(Region pointing data)
==================================================

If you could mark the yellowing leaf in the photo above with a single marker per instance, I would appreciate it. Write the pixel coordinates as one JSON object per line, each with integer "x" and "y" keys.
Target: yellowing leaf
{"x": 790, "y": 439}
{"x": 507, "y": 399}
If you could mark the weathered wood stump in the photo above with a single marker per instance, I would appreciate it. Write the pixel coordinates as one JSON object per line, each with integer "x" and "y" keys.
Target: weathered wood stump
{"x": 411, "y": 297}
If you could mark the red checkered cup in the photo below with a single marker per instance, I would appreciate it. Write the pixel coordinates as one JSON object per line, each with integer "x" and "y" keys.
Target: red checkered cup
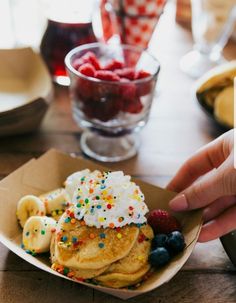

==================================================

**ABOUT THIS EXERCISE:** For the word "marker", tally the lines above that hold it and answer with the number alone.

**TASK RESPONSE:** 3